[Point annotation records]
__________________________________________________

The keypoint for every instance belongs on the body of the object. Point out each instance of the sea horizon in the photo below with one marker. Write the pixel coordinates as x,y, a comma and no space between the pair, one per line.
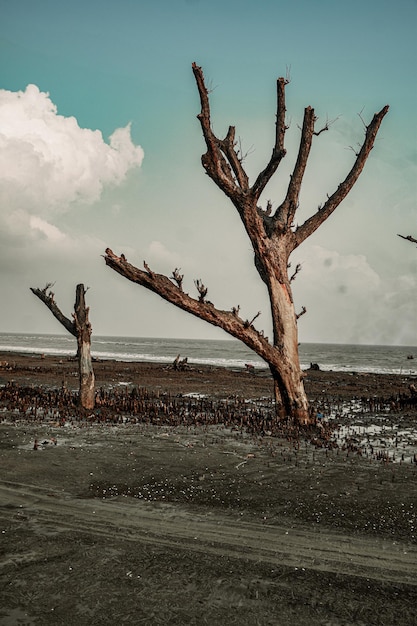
227,352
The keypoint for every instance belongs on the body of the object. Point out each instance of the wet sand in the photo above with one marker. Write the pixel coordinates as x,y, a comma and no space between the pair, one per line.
136,523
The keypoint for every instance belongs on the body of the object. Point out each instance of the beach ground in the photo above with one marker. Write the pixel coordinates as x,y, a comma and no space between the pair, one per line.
195,524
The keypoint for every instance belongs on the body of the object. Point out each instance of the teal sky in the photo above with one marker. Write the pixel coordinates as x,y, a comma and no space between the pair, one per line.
109,64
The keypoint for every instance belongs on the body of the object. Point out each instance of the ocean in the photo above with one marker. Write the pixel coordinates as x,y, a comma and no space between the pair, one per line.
223,353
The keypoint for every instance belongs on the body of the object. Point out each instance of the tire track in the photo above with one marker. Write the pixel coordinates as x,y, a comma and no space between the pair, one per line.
173,526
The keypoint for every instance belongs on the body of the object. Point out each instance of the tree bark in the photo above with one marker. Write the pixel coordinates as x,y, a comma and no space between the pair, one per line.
85,366
80,328
273,237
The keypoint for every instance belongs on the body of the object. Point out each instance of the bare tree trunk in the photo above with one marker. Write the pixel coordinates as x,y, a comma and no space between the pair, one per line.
273,237
80,328
85,366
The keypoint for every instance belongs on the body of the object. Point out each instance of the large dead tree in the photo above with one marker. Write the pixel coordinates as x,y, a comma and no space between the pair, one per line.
80,328
408,238
274,236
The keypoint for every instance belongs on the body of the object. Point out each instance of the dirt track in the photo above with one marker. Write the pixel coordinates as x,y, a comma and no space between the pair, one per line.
140,524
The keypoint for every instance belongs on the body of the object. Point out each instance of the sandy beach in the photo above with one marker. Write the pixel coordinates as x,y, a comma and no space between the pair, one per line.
121,520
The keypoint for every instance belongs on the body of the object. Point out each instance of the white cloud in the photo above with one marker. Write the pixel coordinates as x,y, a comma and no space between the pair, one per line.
50,231
47,162
159,253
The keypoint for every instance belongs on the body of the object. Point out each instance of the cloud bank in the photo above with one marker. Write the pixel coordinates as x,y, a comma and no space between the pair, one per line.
48,164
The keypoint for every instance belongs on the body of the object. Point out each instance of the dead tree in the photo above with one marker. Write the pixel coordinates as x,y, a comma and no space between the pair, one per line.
273,236
80,328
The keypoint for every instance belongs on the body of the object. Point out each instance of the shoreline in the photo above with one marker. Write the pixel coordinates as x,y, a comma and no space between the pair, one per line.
120,522
30,369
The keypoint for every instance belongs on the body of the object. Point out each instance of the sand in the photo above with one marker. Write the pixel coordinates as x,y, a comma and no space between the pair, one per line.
148,523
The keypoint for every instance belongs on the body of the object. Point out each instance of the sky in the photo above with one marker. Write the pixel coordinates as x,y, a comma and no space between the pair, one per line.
100,147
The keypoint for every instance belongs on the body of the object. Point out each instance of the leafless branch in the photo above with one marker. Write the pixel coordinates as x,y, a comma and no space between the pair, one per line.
202,290
247,323
408,238
296,271
177,277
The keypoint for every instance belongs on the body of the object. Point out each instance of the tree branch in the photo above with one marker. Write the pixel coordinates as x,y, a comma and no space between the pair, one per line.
311,224
223,171
48,299
285,213
278,152
229,321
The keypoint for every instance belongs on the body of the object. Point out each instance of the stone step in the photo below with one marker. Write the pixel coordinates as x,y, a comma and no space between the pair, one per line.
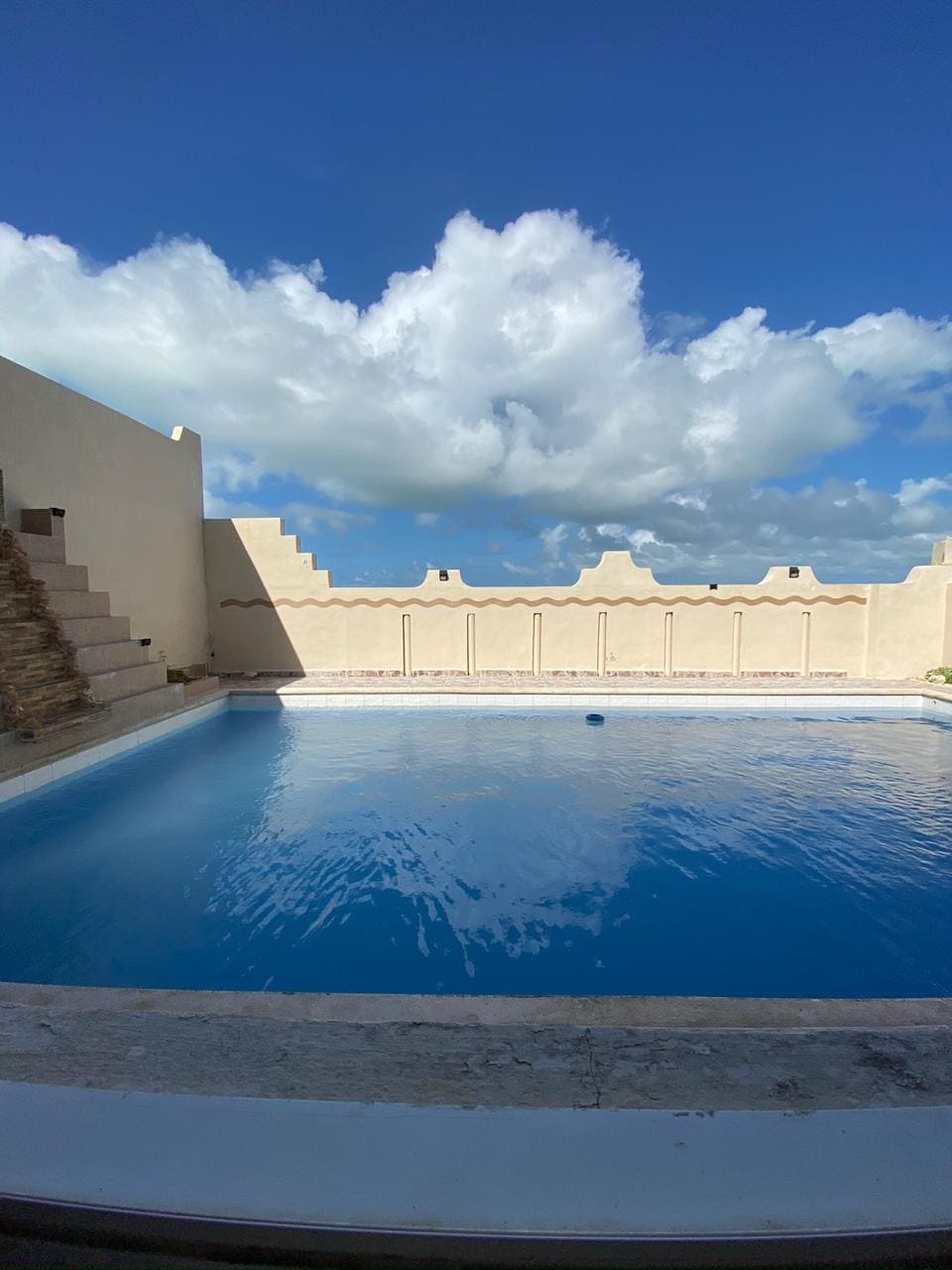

__________________________________________________

### WHAT YOU SHOULD DO
Identify each line above that contains the string "bare", and copy every one of those lines.

### RESULT OF THIS EXERCISE
The keypoint for every instance belongs on the body of the object. Point out each instance of the bare tree trunk in the photo above with one marker. Write the pixel coordinates as x,y, a comma and no space between the pair, one per line.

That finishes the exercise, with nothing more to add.